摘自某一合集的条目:
┌──

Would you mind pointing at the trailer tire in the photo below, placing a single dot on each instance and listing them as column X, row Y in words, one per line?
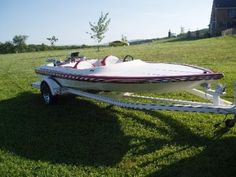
column 47, row 97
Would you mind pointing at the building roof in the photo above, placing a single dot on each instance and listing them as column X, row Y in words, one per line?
column 225, row 3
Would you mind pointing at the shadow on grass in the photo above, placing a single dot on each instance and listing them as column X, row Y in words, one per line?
column 216, row 156
column 72, row 132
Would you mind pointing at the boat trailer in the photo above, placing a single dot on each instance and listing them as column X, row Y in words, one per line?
column 50, row 88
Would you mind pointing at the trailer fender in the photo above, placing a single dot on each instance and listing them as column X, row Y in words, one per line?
column 53, row 85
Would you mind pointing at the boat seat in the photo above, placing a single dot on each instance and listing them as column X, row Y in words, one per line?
column 83, row 65
column 109, row 60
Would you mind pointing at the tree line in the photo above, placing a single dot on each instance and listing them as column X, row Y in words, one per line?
column 18, row 43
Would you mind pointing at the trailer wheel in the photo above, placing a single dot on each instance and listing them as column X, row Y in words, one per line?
column 46, row 94
column 229, row 123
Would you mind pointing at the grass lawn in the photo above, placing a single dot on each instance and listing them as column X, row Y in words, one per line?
column 81, row 137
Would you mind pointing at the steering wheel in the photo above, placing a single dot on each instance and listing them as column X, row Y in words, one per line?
column 128, row 58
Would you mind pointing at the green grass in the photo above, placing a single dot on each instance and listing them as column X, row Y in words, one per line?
column 81, row 137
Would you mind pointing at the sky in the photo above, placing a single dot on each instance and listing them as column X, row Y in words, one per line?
column 69, row 20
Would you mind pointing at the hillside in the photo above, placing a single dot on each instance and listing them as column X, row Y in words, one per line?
column 81, row 137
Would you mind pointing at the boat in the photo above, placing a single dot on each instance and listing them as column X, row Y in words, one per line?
column 124, row 75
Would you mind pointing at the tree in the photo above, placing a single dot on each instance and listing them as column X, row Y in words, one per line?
column 99, row 28
column 52, row 40
column 19, row 42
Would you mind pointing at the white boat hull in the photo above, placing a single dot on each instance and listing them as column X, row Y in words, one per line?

└──

练习任务: 请将含有“Would you mind pointing at the boat seat”的那一行直至条目末尾的各行逐字抄录一遍，首行与末行均包括在内。

练习答案:
Would you mind pointing at the boat seat in the photo above, placing a single dot on each instance and listing them as column X, row Y in words, one per line?
column 83, row 65
column 109, row 60
Would you mind pointing at the tree line in the photo above, placing a single dot on each instance and listing them as column X, row Y in words, one per line?
column 18, row 43
Would you mind pointing at the trailer wheel in the photo above, placing a single dot on each instance and listing them as column X, row Y in words, one per line?
column 46, row 94
column 229, row 123
Would you mind pointing at the grass lawn in the photo above, placing a single dot on each instance and listing them as column X, row Y in words, one per line?
column 81, row 137
Would you mind pointing at the steering wheel in the photo above, placing a single dot on each instance and listing them as column X, row Y in words, one per line?
column 128, row 58
Would you mind pointing at the green grass in the photo above, placing a single dot on each instance and listing them as column X, row Y in words, one per line?
column 81, row 137
Would you mind pointing at the sky in the photo above, placing a single dot on each instance and listing them as column X, row Y in words, one per line?
column 69, row 20
Would you mind pointing at the hillside in the photo above, placing a single dot on each instance and listing them as column X, row Y in words, one per line?
column 81, row 137
Would you mind pointing at the boat in the photo above, placing a single dot on each instance and listing them as column X, row Y in words, one per line?
column 124, row 75
Would you mind pointing at the tree in the photo above, placing a single dot on each instance and listing them as column X, row Y in words, one per line?
column 99, row 28
column 52, row 40
column 19, row 42
Would you mind pointing at the white boat hull in the photo above, placing a single dot on each instance and listing them as column X, row Y in words, one per line?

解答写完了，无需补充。